**Text block**:

-- -- --

## Loading in Multiple Documents

My current solution is a drag and drop. But I want to preload data from our notion. And be able to query off of that.

In [2]:
import os
import sys

from langchain.document_loaders import TextLoader
from langchain.document_loaders import DirectoryLoader
from langchain.indexes import VectorstoreIndexCreator
from langchain.text_splitter import RecursiveCharacterTextSplitter

data_dir = './../data/'

loader = DirectoryLoader(data_dir, glob="*.txt")

In [42]:
text_splitter = RecursiveCharacterTextSplitter(chunk_size=1000, chunk_overlap=100)

In [43]:
docs = loader.load()

-- -- --

**Information supplied**:

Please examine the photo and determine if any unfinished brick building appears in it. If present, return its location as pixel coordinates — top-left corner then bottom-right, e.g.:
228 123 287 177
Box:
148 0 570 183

-- -- --

**What you need to do**:
1) In the post on loading multiple documents, what chunk size is given to the text splitter?
2) Rewrite the stretch from "from langchain.document_loaders import TextLoader" through "docs = loader.load()" in the post on loading multiple documents, putting "docs_dir" in place of "data_dir".

**Results for the exercise**:
1) 1000

2)
from langchain.document_loaders import TextLoader
from langchain.document_loaders import DirectoryLoader
from langchain.indexes import VectorstoreIndexCreator
from langchain.text_splitter import RecursiveCharacterTextSplitter

docs_dir = './../data/'

loader = DirectoryLoader(docs_dir, glob="*.txt")

In [42]:
text_splitter = RecursiveCharacterTextSplitter(chunk_size=1000, chunk_overlap=100)

In [43]:
docs = loader.load()